● **What you will do**: Please reproduce the records verbatim, beginning with the line that contains "<item>mirror frame</item> ->" and continuing through the line that contains "[[[391,164],[410,164],[410,145],[390,145]]]", with both of those lines included.

[START OF Data records]

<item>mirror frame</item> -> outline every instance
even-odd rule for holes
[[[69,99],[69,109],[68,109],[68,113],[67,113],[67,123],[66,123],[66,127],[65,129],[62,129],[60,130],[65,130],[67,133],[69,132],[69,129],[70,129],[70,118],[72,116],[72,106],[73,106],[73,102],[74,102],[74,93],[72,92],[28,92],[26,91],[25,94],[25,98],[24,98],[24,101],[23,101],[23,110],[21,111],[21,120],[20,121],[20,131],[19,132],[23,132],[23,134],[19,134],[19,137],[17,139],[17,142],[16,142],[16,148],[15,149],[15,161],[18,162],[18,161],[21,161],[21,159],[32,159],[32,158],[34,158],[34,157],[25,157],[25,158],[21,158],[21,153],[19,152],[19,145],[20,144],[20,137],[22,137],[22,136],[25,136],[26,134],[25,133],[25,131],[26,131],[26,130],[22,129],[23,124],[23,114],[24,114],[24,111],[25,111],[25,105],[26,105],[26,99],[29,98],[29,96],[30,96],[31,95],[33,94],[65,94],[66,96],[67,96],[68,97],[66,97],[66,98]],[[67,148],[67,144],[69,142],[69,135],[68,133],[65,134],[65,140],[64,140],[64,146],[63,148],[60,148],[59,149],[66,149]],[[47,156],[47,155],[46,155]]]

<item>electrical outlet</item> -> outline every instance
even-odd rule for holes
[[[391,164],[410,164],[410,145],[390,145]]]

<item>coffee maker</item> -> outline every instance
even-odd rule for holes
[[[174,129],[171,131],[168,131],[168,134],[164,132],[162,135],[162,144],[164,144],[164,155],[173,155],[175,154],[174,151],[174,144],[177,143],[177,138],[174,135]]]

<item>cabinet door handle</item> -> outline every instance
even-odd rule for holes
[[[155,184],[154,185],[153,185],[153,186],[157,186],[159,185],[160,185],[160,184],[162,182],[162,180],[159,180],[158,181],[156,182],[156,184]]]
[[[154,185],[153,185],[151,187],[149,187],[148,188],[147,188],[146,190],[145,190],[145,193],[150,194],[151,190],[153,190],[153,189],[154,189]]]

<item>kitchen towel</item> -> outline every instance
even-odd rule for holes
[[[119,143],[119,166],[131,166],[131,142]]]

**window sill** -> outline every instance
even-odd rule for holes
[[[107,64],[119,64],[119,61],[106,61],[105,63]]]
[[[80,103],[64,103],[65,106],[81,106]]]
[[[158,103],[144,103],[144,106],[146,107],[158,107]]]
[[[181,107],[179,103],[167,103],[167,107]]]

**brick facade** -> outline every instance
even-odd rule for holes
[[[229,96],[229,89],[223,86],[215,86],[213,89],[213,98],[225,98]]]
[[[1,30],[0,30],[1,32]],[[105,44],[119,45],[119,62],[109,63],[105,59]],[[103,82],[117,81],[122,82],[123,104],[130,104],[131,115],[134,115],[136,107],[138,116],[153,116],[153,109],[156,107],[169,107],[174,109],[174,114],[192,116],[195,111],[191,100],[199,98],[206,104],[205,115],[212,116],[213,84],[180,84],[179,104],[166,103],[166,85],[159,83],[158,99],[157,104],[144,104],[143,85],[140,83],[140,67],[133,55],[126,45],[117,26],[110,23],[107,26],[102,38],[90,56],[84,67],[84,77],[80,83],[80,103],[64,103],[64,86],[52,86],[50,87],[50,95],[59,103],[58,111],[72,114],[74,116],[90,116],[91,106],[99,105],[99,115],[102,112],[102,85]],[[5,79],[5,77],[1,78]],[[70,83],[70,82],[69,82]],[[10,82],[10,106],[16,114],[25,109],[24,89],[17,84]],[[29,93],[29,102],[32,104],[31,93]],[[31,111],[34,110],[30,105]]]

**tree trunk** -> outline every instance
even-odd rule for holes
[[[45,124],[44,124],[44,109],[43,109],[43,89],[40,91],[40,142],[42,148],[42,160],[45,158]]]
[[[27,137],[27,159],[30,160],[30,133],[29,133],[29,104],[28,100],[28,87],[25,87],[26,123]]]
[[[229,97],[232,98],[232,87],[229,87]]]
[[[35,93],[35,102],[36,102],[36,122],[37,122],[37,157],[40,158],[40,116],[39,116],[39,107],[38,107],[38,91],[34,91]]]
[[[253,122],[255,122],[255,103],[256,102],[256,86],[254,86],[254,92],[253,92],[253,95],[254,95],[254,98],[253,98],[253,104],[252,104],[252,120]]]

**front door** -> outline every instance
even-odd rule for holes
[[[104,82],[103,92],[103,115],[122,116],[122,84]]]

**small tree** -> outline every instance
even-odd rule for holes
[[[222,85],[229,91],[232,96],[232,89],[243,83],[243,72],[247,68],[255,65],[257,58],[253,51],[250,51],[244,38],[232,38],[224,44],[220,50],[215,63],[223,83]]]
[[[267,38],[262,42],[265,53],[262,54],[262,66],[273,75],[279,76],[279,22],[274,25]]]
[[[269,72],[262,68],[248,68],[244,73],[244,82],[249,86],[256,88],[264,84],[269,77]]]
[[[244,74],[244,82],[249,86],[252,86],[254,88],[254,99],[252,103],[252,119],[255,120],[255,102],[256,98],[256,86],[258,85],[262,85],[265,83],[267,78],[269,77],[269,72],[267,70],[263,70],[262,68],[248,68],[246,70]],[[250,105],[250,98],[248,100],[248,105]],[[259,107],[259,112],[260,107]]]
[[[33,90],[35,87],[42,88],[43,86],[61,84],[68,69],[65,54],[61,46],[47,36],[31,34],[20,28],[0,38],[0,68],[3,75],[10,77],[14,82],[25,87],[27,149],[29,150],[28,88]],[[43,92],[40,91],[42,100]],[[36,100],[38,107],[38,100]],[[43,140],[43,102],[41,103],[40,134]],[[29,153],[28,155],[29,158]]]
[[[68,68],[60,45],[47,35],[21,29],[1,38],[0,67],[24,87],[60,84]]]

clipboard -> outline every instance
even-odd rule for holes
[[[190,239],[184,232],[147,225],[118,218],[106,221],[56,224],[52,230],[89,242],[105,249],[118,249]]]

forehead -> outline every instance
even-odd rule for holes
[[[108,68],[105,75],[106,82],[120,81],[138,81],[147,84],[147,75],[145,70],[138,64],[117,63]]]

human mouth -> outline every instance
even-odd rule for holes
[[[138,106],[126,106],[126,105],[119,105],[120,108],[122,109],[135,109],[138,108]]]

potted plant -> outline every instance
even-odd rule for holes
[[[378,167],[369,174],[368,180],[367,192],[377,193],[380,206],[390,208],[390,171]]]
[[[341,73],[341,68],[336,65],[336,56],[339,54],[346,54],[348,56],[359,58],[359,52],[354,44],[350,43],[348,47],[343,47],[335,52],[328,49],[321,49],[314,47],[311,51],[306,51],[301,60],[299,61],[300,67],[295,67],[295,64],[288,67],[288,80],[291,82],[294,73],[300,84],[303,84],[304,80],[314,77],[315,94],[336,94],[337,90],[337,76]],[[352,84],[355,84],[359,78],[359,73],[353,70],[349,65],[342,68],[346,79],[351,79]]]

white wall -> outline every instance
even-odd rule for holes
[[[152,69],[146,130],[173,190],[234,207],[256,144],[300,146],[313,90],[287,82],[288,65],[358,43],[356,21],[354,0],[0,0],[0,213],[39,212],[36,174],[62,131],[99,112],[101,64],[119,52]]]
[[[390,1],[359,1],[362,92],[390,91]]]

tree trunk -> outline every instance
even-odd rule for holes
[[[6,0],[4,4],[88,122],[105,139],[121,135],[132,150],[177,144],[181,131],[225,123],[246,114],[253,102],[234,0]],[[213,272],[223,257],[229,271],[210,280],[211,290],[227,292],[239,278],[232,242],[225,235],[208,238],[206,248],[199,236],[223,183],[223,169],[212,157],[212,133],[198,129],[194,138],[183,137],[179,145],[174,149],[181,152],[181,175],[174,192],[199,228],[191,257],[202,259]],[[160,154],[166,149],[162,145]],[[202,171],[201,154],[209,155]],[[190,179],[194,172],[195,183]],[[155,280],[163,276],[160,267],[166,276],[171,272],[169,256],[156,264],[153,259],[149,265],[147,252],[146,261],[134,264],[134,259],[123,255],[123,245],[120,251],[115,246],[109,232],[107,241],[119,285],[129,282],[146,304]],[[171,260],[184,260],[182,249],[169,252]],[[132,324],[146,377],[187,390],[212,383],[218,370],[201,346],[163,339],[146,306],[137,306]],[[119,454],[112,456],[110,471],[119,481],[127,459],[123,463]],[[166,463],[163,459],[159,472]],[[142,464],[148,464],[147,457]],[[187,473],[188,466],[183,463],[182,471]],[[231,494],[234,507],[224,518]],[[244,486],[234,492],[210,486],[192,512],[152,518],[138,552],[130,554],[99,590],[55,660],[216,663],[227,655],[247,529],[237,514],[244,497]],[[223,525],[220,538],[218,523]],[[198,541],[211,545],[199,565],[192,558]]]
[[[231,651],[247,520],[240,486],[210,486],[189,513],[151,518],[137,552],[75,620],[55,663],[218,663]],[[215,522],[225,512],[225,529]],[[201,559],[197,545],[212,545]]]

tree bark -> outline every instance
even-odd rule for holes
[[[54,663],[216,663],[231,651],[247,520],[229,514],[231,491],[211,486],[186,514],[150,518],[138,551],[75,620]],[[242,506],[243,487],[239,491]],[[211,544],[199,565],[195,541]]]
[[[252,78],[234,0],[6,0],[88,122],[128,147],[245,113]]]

[END OF Data records]
[START OF Data records]

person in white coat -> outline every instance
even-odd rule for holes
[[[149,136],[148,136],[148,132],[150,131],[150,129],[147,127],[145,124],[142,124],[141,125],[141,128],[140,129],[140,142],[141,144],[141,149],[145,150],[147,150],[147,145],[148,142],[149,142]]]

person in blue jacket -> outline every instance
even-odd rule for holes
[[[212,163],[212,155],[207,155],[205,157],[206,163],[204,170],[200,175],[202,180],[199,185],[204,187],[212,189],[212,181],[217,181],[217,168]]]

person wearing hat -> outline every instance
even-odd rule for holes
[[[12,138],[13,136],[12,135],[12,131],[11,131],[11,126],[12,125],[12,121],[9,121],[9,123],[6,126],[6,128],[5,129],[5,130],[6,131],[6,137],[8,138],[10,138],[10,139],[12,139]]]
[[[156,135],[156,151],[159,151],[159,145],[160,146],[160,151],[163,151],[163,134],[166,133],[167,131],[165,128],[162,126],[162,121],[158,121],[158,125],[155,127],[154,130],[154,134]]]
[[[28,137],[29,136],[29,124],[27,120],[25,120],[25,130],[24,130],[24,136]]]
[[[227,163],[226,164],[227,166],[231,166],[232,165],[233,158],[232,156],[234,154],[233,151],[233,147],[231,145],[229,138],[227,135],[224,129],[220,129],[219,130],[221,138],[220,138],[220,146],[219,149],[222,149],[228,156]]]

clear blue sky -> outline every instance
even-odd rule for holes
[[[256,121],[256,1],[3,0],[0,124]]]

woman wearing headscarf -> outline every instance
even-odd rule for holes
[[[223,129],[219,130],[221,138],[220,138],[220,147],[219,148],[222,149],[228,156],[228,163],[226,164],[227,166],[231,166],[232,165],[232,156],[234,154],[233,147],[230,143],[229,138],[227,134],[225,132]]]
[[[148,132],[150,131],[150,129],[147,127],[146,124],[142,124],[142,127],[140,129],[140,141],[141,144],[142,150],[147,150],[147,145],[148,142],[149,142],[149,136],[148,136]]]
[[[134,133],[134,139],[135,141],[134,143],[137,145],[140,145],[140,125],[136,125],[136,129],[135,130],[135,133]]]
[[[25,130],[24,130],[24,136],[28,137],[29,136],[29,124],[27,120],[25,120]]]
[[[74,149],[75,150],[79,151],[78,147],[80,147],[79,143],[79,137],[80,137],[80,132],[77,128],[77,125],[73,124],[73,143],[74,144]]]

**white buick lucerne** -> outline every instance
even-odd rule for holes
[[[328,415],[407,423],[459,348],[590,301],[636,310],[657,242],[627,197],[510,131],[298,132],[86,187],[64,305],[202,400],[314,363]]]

[END OF Data records]

● **Solution to this exercise**:
<item>mirror frame</item> -> outline every instance
even-odd rule for holes
[[[69,99],[69,109],[68,109],[68,113],[67,113],[67,123],[66,123],[66,127],[65,129],[62,129],[60,130],[65,130],[67,133],[69,132],[69,129],[70,129],[70,118],[72,116],[72,106],[73,106],[73,102],[74,102],[74,93],[72,92],[28,92],[26,91],[25,94],[25,98],[24,98],[24,101],[23,101],[23,110],[21,111],[21,120],[20,121],[20,131],[19,132],[23,132],[23,134],[19,134],[19,137],[17,139],[17,142],[16,142],[16,148],[15,149],[15,161],[18,162],[18,161],[21,161],[21,159],[32,159],[32,158],[34,158],[34,157],[25,157],[25,158],[21,158],[21,153],[19,152],[19,145],[20,144],[20,137],[22,137],[22,136],[25,136],[26,134],[25,133],[25,131],[26,131],[26,130],[22,129],[23,124],[23,114],[24,114],[24,111],[25,111],[25,105],[26,105],[26,99],[29,98],[29,96],[30,96],[31,95],[33,94],[65,94],[66,96],[67,96],[68,97],[66,97],[66,98]],[[67,148],[67,144],[69,142],[69,135],[68,133],[65,134],[65,140],[64,140],[64,146],[63,148],[60,148],[59,149],[66,149]],[[47,156],[47,155],[46,155]]]

<item>electrical outlet</item> -> outline every instance
even-odd rule for holes
[[[391,164],[410,164],[410,145],[390,145]]]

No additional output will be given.